§ **Testo fornito**:

*****

“Dieci lezioni sul male. I crimini degli adolescenti”(Raffaello Cortina Editore) è il titolo del libro di Mauro Grimoldi, psicologo, esperto di criminologia minorile e disturbi del comportamento in adolescenza, consulente per i tribunali di Milano, Monza, Brescia e Piacenza e per la corte d’appello di Milano. “La comprensione delle motivazioni è alla base della cura. Negli adolescenti, spesso, la rottura del patto sociale che porta a delinquere nasce da una sensazione di disagio, da un tempo bloccato, da qualcosa che non sta andando bene per cui la trasgressione appare come una soluzione. Anche se ovviamente non è così” afferma in un’intervista di Micol Sarfatti sul settimanale 7 de “Il Corriere della Sera”.
Le violenze sessuali sono drammaticamente all’ordine del giorno, con protagonisti anche ragazzi che agiscono in gruppo. “Il reato sessuale – sostiene – non nasce dal desiderio vero, ma dalla rabbia e dal silenzio. Conoscere queste dinamiche permette di trovare cure più efficaci per i ragazzi. Non è vero che chi commette un reato poi tende a ripetersi. I giovani possono e devono essere aiutati”.

*****

§ **Estratti di dati**:

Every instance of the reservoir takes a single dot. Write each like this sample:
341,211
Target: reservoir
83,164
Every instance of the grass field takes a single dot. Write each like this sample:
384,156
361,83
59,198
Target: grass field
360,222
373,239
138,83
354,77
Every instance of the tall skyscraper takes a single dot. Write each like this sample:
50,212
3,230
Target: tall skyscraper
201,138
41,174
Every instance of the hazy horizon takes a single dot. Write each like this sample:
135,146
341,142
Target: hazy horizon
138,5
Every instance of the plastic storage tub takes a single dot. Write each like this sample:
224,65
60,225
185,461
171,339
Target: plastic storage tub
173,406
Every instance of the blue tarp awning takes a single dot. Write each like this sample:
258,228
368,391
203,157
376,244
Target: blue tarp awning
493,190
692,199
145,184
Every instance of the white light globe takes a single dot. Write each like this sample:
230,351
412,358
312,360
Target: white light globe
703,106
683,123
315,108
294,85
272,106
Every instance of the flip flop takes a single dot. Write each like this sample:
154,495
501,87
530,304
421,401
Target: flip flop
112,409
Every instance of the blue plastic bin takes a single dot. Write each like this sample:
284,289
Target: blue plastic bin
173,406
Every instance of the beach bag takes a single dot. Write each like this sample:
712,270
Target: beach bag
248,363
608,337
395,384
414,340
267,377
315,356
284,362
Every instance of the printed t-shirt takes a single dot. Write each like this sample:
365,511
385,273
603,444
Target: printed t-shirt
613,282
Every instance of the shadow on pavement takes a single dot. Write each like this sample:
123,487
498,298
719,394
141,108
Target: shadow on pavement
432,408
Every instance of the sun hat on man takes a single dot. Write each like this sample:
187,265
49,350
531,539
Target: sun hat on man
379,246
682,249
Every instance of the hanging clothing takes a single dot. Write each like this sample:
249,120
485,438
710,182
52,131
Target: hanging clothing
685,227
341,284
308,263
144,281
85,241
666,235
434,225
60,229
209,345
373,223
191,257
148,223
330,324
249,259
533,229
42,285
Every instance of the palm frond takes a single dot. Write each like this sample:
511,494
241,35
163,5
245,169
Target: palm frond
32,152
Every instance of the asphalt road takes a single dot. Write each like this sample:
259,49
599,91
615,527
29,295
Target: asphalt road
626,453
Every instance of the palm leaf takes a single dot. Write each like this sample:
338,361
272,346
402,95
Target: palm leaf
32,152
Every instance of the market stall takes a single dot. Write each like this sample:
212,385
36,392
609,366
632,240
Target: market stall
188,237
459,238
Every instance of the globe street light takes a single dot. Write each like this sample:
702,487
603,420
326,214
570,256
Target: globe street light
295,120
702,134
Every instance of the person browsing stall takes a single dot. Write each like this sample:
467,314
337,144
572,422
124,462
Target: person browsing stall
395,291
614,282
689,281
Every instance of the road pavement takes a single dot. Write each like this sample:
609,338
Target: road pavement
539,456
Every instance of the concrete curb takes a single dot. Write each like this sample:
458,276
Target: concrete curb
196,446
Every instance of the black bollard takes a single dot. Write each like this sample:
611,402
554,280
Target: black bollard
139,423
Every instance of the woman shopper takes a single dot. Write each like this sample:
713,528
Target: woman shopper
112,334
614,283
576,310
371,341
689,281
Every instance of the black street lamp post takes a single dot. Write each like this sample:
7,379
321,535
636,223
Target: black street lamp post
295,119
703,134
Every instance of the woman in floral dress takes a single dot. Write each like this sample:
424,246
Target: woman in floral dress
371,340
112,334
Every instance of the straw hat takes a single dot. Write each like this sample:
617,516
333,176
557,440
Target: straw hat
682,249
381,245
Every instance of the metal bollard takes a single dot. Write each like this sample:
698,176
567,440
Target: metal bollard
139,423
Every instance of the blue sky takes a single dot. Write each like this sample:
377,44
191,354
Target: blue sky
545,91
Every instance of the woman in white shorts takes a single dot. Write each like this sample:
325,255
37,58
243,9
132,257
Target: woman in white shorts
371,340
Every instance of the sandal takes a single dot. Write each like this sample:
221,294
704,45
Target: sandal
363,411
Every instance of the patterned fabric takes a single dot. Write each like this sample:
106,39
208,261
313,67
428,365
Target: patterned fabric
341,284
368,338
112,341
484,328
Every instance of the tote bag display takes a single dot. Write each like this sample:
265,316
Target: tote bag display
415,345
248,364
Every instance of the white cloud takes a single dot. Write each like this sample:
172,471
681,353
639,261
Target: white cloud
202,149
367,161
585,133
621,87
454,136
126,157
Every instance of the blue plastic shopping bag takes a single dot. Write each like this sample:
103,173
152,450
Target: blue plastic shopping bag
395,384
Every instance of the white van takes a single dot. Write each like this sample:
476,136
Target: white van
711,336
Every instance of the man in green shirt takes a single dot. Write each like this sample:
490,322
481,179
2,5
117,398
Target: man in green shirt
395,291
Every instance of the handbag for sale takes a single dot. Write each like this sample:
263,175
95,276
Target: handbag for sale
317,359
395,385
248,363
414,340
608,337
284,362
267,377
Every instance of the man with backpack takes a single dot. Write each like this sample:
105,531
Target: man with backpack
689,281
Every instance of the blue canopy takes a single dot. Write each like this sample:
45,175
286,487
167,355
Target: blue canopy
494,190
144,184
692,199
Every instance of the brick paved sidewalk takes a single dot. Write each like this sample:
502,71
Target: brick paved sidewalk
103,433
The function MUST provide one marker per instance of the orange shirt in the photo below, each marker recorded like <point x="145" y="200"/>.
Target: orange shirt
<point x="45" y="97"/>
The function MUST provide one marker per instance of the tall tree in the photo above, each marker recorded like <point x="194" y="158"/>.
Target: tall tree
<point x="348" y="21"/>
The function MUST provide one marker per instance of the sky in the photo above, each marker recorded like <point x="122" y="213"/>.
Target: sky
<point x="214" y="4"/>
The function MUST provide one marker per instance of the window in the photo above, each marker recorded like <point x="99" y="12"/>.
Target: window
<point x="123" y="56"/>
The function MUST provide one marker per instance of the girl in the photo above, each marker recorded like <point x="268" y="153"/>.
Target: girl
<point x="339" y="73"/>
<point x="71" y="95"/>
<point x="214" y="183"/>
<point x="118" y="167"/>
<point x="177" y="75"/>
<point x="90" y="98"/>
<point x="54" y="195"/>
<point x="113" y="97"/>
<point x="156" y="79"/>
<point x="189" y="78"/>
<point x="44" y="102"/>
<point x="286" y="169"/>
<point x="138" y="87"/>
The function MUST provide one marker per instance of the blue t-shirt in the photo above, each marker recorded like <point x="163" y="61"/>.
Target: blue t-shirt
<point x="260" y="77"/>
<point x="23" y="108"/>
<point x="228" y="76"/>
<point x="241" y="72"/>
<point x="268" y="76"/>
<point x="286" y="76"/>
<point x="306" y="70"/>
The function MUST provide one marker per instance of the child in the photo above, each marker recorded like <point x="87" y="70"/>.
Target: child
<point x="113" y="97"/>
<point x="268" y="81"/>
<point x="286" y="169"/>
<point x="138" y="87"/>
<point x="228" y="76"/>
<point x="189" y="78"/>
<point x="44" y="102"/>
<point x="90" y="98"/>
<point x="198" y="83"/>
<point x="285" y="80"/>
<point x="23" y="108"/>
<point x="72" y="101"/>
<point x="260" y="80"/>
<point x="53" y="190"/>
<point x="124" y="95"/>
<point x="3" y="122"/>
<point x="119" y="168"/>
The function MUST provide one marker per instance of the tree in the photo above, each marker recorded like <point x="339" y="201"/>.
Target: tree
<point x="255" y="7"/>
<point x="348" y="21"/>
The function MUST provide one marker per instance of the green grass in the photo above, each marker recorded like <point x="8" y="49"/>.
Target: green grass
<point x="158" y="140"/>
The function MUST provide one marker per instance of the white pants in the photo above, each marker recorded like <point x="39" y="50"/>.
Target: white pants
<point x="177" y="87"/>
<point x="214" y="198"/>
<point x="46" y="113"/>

*****

§ **Verifica la comprensione**:
1: Rispondi in base al testo sul libro di Mauro Grimoldi.
(a) Quale casa editrice pubblica il libro?
(b) Su quale settimanale è uscita l'intervista di Micol Sarfatti?
(c) Secondo Grimoldi, da che cosa nasce il reato sessuale?
2: Scrivi il seguito del testo sul libro di Mauro Grimoldi, partendo dopo la sua ultima frase.
Le voci provengono da un'altra fonte.

§ **Risultati per esercizio**:
1:
(a) Raffaello Cortina Editore.
(b) Sul settimanale 7 de "Il Corriere della Sera".
(c) Dalla rabbia e dal silenzio, non dal desiderio vero.

2:
Non ritiene il carcere l’unica soluzione perché “alla base deve sempre esserci una diagnosi personalizzata e accurata che consenta di concentrarsi sul singolo”, ma aggiunge che “il penitenziario può essere uno strumento efficace perché svolge una funzione sociale importante”. Spiega: “Mi è capitato, negli anni, di vedere ragazzi che avevano ottenuto la libertà tornare a bussare alle porte del Beccaria perché lì dentro si sentivano protetti. Le sbarre non sono solo un contenitore fisico, possono diventare anche un contenitore psichico di grande sostegno. Il problema del carcere è il sistema valoriale completamente ribaltato: nel microcosmo chi commette crimini piccoli è uno sfigato, i vincenti sono quelli che si macchiano dei reati più importanti. Lavorare in quel contesto è molto complicato e non sempre porta a una vera riabilitazione. Il carcere può essere allo stesso tempo un buono e un cattivo strumento”.
Nell’intervista, Grimoldidice che “spesso, i ragazzi possono avere un’indole impulsiva, ma non aggressiva” e che “le loro azioni criminogene nascono dall’incapacità di gestire le pulsioni o dal conflitto insanabile che si instaura tra loro e il mondo”. Aggiunge: “Hanno la sensazione di essere stati derubati di qualcosa di cui non riescono a riappropriarsi, vogliono ristabilire una giustizia sommaria punendo gli autori della loro umiliazione sociale: professori, compagni di classe, amici, adulti”.
Respinge inoltre la diffusa convinzione che i ragazzi di famiglie problematiche siano più esposti, specie se si considera non la microcriminalità ma i reati più gravi che sono frutto di “un profondo disagio individuale” e sovente “si verificano in famiglie “dove il figlio è protetto e ha vissuto una bellissima infanzia, ma poi si scontra con le difficoltà dell’adolescenza” quali il rifiuto, l’insuccesso, la sconfitta.